**SET PROBLEM 1**
In the review below, which two writers does Vasiliki Zali's essay examine for their handling of the Persian Wars?
**SET PROBLEM 2**
Duplicate the passage of the review below from "Vasiliki Zali analyses" to "and political issues.".
**SET PROBLEM 3**
List the titles of all the parts into which the review below says the volume is divided.

In the detailed introduction, Priestley and Zali, authors of two recent Herodotean monographs, 2 explain the purposes of their work and rightly underline the difficulties in dealing with such a mammoth matter. They prevent any criticism of incompleteness by enumerating how many fields of inquiry this volume has to leave aside, like Herodotus’ reception in the Imperial age, or in late antiquity, and so on. Lacunae of this type are perfectly understandable, since no book could ever fully cover the reception of such an important author as Herodotus; however, as I will argue below, some of these ‘voids’ are problematic.

The volume is divided into three parts: Part 1: ‘Father of History’ is on Herodotus’ influence on later (Western) historiography, from antiquity to early modern times; Part 2: Language, Translation, and Scholarship presents (perhaps too heterogeneously) essays exploring the fortune of various formal aspects of the Histories; Part 3: New Narratives and Genres focuses on the reception of Herodotus as a storyteller, passing (slightly ex abrupto) from Pausanias to Kapuściński and Gore Vidal with no one else in between.

Since it is impossible to discuss each of the valuable essays in these three parts, I will focus on what appears to be the two main ‘cores’ of this companion, namely Herodotus’ reception in antiquity and in the Renaissance. In order to do so more effectively, I have given the essays a different order. I apologise for not discussing the essays dealing with more recent episodes of the historian’s reception, due to a lack of space.

Though focusing on different aspects, most of the contributions deal with Herodotus’ reception in antiquity, starting with the delicate (and indeed vexata) quaestio of the relationship between the historian and his ‘successor’ Thucydides.

Marek Wekowski’s essay aims to demonstrate not only that Thucydides has Herodotus in his mind when dealing with the political situation of Athens and Sparta, but also that the very shape of (at least part of) Thucydides’ work can be read as a response to the ‘meaningful structure’ of Herodotus’ Histories, especially with reference to, on the one hand, the parallelism of Herodotus’ digressions on Athens and Sparta and, on the other hand, Thucydides’ Archaeologia (1.2-19) and Pentecontaetia (1.89-118). The two historians appear thus closer than is commonly acknowledged, especially as regards the “general vision of the ultimate goal of a large-scale historical narrative”.

Vasiliki Zali analyses in particular the way Thucydides and Xenophon (above all in the Hellenica) deal with a ‘typical’ Herodotean subject such as the Persian Wars, concluding that both writers, independent of any influences from other sources on the same topics, clearly rely on Herodotus’ account in handling the Greek victory as a delicate problem which can be used as an argument in the political debate between the main Greek cities, a problem involving both moral and political issues.

**RECORDS SHOWN**
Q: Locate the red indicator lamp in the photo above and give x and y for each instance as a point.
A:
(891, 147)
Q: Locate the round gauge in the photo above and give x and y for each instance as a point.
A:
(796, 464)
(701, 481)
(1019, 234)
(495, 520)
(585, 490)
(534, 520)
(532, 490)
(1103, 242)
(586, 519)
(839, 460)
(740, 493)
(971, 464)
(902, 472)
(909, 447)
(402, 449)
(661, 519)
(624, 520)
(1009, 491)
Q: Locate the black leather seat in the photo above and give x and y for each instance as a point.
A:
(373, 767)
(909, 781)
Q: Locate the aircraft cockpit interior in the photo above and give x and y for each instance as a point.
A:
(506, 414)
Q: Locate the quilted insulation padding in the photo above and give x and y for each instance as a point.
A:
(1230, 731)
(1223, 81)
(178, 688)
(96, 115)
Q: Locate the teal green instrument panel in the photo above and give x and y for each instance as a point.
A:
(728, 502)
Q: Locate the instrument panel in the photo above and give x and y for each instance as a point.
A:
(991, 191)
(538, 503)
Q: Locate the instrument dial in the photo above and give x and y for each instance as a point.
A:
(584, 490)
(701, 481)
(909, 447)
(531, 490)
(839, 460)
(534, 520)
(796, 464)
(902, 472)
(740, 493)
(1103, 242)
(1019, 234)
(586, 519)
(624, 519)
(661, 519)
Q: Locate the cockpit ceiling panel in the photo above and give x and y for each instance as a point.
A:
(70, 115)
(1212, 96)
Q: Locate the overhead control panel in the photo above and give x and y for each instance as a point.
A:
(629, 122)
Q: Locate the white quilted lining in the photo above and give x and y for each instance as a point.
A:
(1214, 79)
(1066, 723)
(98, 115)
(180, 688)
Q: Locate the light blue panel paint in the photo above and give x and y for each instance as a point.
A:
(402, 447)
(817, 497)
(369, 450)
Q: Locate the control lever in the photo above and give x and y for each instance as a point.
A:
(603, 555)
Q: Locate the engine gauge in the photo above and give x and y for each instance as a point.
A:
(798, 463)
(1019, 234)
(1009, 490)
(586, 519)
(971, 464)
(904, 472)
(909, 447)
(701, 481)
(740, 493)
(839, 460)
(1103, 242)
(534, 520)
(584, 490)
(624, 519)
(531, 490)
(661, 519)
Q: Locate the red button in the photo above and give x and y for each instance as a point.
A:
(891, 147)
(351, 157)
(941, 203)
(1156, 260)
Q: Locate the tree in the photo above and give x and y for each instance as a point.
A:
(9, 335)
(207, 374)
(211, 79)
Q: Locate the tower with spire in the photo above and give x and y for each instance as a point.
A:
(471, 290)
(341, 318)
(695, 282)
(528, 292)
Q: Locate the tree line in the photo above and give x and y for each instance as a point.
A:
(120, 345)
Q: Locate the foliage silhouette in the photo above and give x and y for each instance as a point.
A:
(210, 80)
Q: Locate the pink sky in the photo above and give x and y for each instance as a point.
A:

**COMPLETE OUTPUT 1**
Thucydides and Xenophon

**COMPLETE OUTPUT 2**
Vasiliki Zali analyses in particular the way Thucydides and Xenophon (above all in the Hellenica) deal with a ‘typical’ Herodotean subject such as the Persian Wars, concluding that both writers, independent of any influences from other sources on the same topics, clearly rely on Herodotus’ account in handling the Greek victory as a delicate problem which can be used as an argument in the political debate between the main Greek cities, a problem involving both moral and political issues.

**COMPLETE OUTPUT 3**
'Father of History'; Language, Translation, and Scholarship; New Narratives and Genres